Task goal: Range to output from the entries below: the line containing "Where can the spectator" through the line containing "Where can the seated". Set it down exactly, ends included, nothing else.

Task input:
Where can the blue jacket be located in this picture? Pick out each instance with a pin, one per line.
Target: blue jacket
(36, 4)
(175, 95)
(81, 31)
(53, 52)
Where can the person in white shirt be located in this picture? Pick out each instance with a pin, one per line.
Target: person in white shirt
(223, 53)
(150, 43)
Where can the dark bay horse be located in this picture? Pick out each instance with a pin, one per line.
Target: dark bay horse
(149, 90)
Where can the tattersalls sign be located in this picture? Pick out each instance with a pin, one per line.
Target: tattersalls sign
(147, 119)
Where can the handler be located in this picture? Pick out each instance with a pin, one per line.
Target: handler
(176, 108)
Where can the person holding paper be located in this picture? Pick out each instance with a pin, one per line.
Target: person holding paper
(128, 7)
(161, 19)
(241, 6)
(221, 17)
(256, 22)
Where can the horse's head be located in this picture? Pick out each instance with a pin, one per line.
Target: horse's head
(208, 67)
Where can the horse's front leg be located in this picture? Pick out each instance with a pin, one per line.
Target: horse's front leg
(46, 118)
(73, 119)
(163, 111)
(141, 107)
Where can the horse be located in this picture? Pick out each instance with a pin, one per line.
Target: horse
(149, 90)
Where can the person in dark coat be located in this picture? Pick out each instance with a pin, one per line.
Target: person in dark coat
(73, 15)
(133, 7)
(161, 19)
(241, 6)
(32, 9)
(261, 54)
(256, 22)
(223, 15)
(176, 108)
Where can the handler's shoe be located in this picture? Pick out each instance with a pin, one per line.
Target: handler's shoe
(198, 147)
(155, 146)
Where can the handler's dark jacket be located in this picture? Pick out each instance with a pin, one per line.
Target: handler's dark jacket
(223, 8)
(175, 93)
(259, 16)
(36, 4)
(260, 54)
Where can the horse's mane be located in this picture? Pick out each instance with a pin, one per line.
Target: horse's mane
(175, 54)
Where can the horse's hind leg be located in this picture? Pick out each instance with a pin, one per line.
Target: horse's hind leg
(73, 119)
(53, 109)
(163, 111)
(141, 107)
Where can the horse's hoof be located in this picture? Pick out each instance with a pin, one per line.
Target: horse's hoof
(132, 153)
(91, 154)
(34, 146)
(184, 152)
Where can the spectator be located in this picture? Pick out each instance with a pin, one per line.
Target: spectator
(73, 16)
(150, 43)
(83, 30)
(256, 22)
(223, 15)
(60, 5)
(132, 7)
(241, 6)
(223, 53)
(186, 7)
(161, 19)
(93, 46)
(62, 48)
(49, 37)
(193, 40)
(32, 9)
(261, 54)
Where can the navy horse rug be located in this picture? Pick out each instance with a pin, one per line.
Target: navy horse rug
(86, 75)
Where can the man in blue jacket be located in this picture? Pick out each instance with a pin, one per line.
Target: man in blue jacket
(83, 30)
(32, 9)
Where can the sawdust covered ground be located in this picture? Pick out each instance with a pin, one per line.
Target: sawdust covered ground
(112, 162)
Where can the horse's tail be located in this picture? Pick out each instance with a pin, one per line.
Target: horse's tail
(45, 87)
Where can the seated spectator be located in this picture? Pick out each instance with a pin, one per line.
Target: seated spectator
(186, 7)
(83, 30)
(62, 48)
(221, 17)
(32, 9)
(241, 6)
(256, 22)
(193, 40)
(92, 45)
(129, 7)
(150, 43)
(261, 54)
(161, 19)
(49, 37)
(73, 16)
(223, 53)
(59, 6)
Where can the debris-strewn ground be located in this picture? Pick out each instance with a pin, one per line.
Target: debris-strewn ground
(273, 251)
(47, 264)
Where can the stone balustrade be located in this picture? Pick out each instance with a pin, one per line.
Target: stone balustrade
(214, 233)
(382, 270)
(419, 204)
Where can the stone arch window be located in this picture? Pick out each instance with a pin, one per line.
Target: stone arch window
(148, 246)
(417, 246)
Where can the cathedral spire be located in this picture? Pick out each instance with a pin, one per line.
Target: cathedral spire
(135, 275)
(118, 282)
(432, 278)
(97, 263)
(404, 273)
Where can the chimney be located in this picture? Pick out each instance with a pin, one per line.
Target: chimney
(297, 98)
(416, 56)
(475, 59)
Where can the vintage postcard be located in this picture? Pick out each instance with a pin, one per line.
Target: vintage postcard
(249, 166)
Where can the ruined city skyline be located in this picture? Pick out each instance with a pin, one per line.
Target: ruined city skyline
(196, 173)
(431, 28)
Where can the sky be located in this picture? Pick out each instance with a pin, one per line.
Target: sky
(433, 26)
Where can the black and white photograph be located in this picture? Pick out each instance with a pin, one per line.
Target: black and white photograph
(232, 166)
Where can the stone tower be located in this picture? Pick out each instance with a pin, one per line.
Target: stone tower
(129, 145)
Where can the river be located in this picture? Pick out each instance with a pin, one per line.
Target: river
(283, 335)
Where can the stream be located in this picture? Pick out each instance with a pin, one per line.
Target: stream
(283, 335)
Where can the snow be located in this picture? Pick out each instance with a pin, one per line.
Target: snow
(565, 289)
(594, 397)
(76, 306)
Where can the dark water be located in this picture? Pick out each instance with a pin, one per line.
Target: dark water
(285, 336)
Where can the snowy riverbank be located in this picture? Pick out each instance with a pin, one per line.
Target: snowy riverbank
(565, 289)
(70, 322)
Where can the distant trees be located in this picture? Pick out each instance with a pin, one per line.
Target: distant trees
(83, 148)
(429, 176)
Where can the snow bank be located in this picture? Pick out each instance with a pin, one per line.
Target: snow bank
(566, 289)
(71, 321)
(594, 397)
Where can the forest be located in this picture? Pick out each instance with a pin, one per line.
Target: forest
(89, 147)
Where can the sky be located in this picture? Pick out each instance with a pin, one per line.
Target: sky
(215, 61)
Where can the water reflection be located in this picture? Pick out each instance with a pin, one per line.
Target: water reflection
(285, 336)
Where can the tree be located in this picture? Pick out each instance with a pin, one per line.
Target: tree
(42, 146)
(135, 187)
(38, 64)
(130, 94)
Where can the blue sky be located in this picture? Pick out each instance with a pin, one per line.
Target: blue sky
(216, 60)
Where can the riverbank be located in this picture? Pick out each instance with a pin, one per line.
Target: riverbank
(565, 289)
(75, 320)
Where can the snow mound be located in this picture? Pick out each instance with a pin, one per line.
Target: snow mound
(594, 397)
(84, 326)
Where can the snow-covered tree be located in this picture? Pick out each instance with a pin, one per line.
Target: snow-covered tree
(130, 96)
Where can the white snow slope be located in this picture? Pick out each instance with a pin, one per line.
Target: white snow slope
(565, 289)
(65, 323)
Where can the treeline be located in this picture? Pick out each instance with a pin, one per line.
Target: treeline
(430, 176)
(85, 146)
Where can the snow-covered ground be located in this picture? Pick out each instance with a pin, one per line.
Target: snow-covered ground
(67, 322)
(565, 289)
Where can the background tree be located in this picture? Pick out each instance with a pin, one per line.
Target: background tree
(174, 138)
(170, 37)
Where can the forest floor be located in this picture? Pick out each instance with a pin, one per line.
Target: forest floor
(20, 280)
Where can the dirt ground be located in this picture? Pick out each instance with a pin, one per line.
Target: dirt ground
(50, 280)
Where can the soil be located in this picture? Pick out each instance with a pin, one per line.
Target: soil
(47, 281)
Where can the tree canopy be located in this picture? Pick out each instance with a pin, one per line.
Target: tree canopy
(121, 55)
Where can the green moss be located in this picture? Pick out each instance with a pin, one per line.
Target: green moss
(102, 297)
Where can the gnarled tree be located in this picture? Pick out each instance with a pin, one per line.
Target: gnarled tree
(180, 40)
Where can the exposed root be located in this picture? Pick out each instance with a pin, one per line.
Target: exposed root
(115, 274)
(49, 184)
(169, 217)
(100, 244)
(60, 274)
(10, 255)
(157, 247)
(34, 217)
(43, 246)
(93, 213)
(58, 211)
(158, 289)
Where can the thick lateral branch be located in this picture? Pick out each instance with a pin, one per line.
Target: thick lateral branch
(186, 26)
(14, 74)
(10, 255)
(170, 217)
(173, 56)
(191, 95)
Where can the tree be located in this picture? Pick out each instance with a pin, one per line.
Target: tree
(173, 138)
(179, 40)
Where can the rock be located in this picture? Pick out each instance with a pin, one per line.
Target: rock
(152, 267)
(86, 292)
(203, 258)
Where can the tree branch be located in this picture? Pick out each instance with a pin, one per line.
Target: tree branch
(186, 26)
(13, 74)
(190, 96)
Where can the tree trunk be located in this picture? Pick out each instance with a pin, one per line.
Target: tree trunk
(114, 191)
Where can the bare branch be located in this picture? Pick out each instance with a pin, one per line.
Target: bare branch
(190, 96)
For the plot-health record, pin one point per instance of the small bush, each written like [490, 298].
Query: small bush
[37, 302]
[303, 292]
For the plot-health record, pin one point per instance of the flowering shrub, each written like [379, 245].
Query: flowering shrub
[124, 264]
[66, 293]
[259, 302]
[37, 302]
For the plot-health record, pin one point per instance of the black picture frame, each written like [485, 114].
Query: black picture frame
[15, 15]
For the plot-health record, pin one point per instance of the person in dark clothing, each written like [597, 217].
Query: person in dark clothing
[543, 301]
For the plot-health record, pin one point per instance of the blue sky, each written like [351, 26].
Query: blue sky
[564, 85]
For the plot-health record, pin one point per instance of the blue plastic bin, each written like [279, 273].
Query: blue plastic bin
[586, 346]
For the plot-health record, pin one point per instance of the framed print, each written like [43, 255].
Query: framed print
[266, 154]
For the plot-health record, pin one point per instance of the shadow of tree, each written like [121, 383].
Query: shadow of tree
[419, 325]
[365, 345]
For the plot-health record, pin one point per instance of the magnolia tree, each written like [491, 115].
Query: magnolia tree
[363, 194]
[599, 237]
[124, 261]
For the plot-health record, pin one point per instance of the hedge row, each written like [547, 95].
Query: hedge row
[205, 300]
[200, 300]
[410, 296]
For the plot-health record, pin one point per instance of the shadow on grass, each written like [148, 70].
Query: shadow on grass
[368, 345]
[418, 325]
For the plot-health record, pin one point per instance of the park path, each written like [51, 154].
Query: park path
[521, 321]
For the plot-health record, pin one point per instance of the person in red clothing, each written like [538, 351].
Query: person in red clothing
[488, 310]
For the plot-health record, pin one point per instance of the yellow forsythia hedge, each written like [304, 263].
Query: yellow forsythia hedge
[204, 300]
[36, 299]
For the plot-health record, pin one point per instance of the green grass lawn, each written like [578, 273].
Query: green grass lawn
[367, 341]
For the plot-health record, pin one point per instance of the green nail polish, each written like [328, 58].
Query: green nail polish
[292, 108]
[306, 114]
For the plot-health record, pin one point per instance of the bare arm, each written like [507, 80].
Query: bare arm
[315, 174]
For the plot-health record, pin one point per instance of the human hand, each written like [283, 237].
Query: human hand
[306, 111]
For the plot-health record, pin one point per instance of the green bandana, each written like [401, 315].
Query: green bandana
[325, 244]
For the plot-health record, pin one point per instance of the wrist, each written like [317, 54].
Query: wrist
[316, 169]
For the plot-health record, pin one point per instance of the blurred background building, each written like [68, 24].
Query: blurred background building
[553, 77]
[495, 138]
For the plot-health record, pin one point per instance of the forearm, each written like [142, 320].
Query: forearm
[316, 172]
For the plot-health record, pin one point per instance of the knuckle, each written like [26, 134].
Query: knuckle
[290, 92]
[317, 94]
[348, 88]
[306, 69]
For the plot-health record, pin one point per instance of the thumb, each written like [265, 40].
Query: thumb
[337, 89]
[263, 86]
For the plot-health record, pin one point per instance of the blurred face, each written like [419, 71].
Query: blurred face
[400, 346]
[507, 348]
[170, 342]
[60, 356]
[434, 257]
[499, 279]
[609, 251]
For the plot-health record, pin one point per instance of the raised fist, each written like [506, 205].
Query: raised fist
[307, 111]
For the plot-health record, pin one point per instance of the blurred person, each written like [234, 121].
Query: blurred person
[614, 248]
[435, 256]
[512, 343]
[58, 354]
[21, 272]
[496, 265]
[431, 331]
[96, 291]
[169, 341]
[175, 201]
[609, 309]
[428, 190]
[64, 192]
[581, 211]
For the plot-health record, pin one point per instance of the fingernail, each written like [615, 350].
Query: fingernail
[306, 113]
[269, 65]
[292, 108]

Answer for the task:
Where can the spectator be located in this picture? Pick out each instance with a pin, one per line.
Target: spectator
(73, 16)
(150, 43)
(83, 30)
(256, 22)
(223, 15)
(60, 5)
(132, 7)
(241, 6)
(223, 53)
(186, 7)
(161, 19)
(93, 46)
(62, 48)
(49, 37)
(193, 40)
(32, 9)
(261, 54)
Where can the navy horse rug be located in this picture? Pick out each instance with a pin, one per line.
Target: navy horse rug
(86, 75)
Where can the man in blue jacket be located in this picture? Pick out each instance with a pin, one per line.
Target: man in blue jacket
(83, 30)
(32, 9)
Where can the sawdust covered ground be located in this picture? Pick out each instance with a pin, one per line.
Target: sawdust covered ground
(112, 162)
Where can the horse's tail be located in this picture? Pick out each instance with a pin, one per line.
Target: horse's tail
(45, 87)
Where can the seated spectator be located in this picture? Pick out each instance with a pin, one per line.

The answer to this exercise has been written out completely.